> _EXERCISE 1_: Reproduce verbatim the portion of the Ft. Collins field trial thread between "It was Hot and" and "here in Colorado.", inclusive.
> _EXERCISE 2_:
Using the Ft. Collins field trial thread, answer each question below:
(a) In how many whistles did Nola do the land blind?
(b) Roughly how long was the land blind described for that morning?
(c) What was the 3rd series of the Open?
> _EXERCISE 3_: Write the next part of the Ft. Collins field trial thread, picking up after its final line.

# Ft. Collins FT



## Paul Rainbolt (Sep 8, 2003)

How's the weather?


----------



## Kevin Eskam (Mar 2, 2007)

It was Hot and really hot for Judy Aycock who recieved a couple ribbons,, One was a pretty blue for a QAA 1st place, I dont know the others but Larry Howell recieved a reserve Jam... I think Judy was 4rth too with Ed As doggy.


----------



## Tom Watson (Nov 29, 2005)

It was warm, but without the oppressive humidity we have in Texas. In fact, very pleasant in the shade. 45 back to the Open land blind on Sat morning. Sorry the numbers are downstairs in the Tahoe. Nice folks here in Colorado.


----------



## BonMallari (Feb 7, 2008)

description of this morning's land blind relayed by someone who is there:

approx 400yds behind a knoll when the dog is released you lose sight of the dog for almost the first 75yds. the handler is allowed to walk/run/sprint some 30-40 yds up the hill to get sight of the dog...there is also a bird boy off to one side sitting on some bird crates that fires a dry pop...test dog # 2 is running , Test dog # 1 was picked up


----------



## BonMallari (Feb 7, 2008)

the test is running pretty quick...Nola was the 8th dog to run and she did the blind in 4 whistles...at this pace they should get through this by noon


----------



## Bayou Magic (Feb 7, 2004)

Any open callback numbers?


----------



## Jiggy (Apr 14, 2003)

Open callbacks to 3rd:
3,11,14,15,16,23,26,29,33,35,36,45,46,57,58,60,62,66,67,
68,69,70,75,80

Second hand...


----------



## LukesMom (Sep 8, 2009)

Anyone? Qual results?


----------



## EdA (May 13, 2003)

LukesMom said:


> Anyone? Qual results?


1st Trumarc's Gymnast 2nd win, O Judy A & Sylvia M H Judy
2nd ?
3rd ?
4th Trumac's Tubby Two O Ed A H Judy A
sorry that's all I know


----------



## BonMallari (Feb 7, 2008)

Jiggy said:


> Open callbacks to 3rd:
> 3,11,14,15,16,23,26,29,33,35,36,45,46,57,58,60,62,66,67,
> 68,69,70,75,80
> 
> Second hand...


3rd series is a water blind with a poison bird...my source has not seen the test because he has opted to stay out of the summer heat and stay in the confines of an air conditioned RV


----------



## Blackdog (Feb 12, 2010)

My understanding of the Open water blind is that 2 poison birds were used, one place on the ground Without the dog seeing it and a second hand thrown with a shot. Unless I am mistaken, the rule was changed a couple of years ago making it illegal to have a poison bird on the ground without the dog having an opportunity to see it. It was changed to avoid penalizing a dog for honoring its noise.

Any comments appreciated!


----------



## Paul Rainbolt (Sep 8, 2003)

Blackdog said:


> My understanding of the Open water blind is that 2 poison birds were used, one place on the ground Without the dog seeing it and a second hand thrown with a shot. Unless I am mistaken, the rule was changed a couple of years ago making it illegal to have a poison bird on the ground without the dog having an opportunity to see it. It was changed to avoid penalizing a dog for honoring its noise.

> _MATERIAL PROVIDED_:
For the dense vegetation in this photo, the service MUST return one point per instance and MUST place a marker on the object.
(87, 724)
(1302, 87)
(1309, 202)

> _OUTPUT 1_:
It was Hot and really hot for Judy Aycock who recieved a couple ribbons,, One was a pretty blue for a QAA 1st place, I dont know the others but Larry Howell recieved a reserve Jam... I think Judy was 4rth too with Ed As doggy.


----------



## Tom Watson (Nov 29, 2005)

It was warm, but without the oppressive humidity we have in Texas. In fact, very pleasant in the shade. 45 back to the Open land blind on Sat morning. Sorry the numbers are downstairs in the Tahoe. Nice folks here in Colorado.

> _OUTPUT 2_:
(a) 4 whistles
(b) Approximately 400 yards
(c) A water blind with a poison bird

> _OUTPUT 3_:
> 
> Any comments appreciated!


There have been extensive debate on the subject. You are correct Blackdog, planted poison bird blind is against the rules. What is not against the rules is giving the handler the order in which a double blind is to be picked up. 

Honor the nose on blind retrieves = smells bird and gose out of control on a blind retrieve (MHO of course).


----------



## Jim Pickering (Sep 17, 2004)

Blackdog said:


> My understanding of the Open water blind is that 2 poison birds were used, one place on the ground Without the dog seeing it and a second hand thrown with a shot. Unless I am mistaken, the rule was changed a couple of years ago making it illegal to have a poison bird on the ground without the dog having an opportunity to see it. It was changed to avoid penalizing a dog for honoring its noise.
> 
> Any comments appreciated!


Under the SOR's micro management philosophy the recent rule change that makes the test as described illegal is:

A diversionary bird or birds, (but not more than two)
may be used as a diversion in a blind retrieve, but only
if the diversionary bird (or birds) is/are thrown or shot
so that the running dog has a clear view of each such
diversionary bird as it is thrown or shot. No bird which
the running dog does not see may be placed and hidden
on the general path to a blind. Nothing in this provision
precludes the use of visible flyer crates, bagged
birds, placed at the location of previous gun stations, or
bird throwers as diversions from the blind.

Hopefully the test description was faulty or something lost in translation.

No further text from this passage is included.